▸ Extract
Can I buy that?

The beautiful thing about having money in the bank is you can afford to buy things. The ugly thing about having money in the bank is, well, you can afford to buy things.

Although I’m grateful to be in the financial position we are currently in, sometimes I miss the days of paying down debt.

That does not mean I miss debt. 

But I do miss the clear and simple objective one has when working their way out of debt.

Overtime income?

Pay off debt.

Tax return?

Pay off debt.

Side Hustle?

Pay off debt.

Birthday money?

Pay off debt.

No matter the situation, the solution was always the same. 


Within the last month or so, there have been a handful of relatively expensive items I’ve wanted to purchase, but haven’t managed to pull the trigger yet because I feel like it would be irresponsible. Here are a few of the items on my list.

Upgrade my iPhone 5 to a 6+: 

It’s kind of disgusting that we operate in a world where we believe our ridiculously expensive cell phones are essentially garbage after two years, simply because a newer model of the same phone exists. I’m a victim of the “ohhh, pretty-shiny-thing” cult as well. In a week I will be out of my ATT contract. I can upgrade my iPhone 5 to the new 6+ for $299. I’d get a better screen. A better battery. And a better camera.

That said, the primary purpose of my cell phone is to make/receive phone calls, make/receive text messages, make/receive emails. The iPhone 6 doesn’t do this any better than my current phone. Why would I pay to upgrade to a phone that has negligibly better features? Or a better question I suppose is, why do I WANT to do that?

Buy a Weber Grill: 

Five years ago, I got a relatively cheap ($199) Home Depot grill for my birthday. It has lived a long and glorious life, but after two moves, and years of use, the lack of quality is apparent. The burners no longer self-ignite. The thing is ginormous and eats up an excessive area of my patio. But most importantly, it doesn’t burn hot enough.

▸ Dataset
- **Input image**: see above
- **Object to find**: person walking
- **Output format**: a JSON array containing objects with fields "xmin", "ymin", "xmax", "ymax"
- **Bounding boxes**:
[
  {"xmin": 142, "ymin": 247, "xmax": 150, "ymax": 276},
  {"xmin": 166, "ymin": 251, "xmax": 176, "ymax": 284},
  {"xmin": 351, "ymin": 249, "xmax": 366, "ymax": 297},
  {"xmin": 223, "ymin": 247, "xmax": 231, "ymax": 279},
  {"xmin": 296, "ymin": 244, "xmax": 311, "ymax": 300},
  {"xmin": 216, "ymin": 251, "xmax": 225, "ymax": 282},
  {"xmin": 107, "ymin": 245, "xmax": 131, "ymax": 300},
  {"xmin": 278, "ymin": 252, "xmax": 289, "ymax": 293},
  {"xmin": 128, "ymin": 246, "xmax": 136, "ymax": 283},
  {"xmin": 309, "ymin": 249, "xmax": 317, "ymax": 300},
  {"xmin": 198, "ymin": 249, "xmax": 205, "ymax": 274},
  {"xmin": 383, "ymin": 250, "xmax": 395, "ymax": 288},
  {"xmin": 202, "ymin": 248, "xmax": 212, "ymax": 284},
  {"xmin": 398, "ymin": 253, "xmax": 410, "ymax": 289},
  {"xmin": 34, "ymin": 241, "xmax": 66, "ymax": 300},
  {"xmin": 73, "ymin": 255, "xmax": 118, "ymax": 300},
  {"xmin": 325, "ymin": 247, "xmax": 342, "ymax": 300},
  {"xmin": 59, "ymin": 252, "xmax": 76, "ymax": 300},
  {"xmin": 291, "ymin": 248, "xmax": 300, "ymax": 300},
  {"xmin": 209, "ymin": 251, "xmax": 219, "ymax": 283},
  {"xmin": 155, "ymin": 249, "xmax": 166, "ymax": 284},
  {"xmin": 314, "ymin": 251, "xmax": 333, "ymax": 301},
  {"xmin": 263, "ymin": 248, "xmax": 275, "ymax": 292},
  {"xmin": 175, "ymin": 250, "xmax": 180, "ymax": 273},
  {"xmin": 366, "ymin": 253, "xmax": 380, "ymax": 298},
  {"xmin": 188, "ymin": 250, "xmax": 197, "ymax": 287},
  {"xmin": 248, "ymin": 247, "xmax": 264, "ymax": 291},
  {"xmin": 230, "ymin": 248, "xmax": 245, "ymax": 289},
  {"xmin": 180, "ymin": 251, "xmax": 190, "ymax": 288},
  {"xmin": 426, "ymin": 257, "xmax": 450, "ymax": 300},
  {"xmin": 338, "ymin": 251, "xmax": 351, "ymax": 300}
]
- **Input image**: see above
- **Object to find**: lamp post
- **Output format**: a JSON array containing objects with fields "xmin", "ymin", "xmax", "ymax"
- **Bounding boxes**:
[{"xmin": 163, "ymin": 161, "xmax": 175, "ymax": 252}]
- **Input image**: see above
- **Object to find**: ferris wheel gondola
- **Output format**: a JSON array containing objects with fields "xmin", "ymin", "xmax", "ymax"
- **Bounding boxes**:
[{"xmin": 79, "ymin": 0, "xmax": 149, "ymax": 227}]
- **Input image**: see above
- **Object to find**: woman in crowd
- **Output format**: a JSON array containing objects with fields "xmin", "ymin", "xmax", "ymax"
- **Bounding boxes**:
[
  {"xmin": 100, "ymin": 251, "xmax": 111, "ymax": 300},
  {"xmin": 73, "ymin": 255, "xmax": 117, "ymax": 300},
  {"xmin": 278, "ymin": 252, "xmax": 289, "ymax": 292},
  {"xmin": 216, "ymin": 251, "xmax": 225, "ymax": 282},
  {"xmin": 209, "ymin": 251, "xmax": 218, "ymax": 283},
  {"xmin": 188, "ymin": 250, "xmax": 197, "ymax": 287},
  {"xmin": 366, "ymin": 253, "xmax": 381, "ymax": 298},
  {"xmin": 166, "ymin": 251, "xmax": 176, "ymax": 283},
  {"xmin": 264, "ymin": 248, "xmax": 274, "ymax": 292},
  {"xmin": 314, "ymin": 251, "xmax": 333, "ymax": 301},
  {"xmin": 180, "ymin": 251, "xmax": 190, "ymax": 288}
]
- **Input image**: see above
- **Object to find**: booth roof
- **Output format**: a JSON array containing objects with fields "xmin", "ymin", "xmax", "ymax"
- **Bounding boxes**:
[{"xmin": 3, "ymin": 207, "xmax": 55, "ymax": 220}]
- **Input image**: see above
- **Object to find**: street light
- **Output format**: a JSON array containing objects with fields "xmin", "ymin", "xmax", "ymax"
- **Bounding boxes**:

▸ Directions
**1.** According to the post about wanting to buy things, what would it cost to upgrade the iPhone 5 to the 6+?
**2.** Revise the post starting at the words "Can I buy that?" and ending after "Overtime income?", putting "loans" wherever "debt" appears.
The records aren't needed for this work.

▸ Complete answers
**1.** $299

**2.**
Can I buy that?

The beautiful thing about having money in the bank is you can afford to buy things. The ugly thing about having money in the bank is, well, you can afford to buy things.

Although I’m grateful to be in the financial position we are currently in, sometimes I miss the days of paying down loans.

That does not mean I miss loans. 

But I do miss the clear and simple objective one has when working their way out of loans.

Overtime income?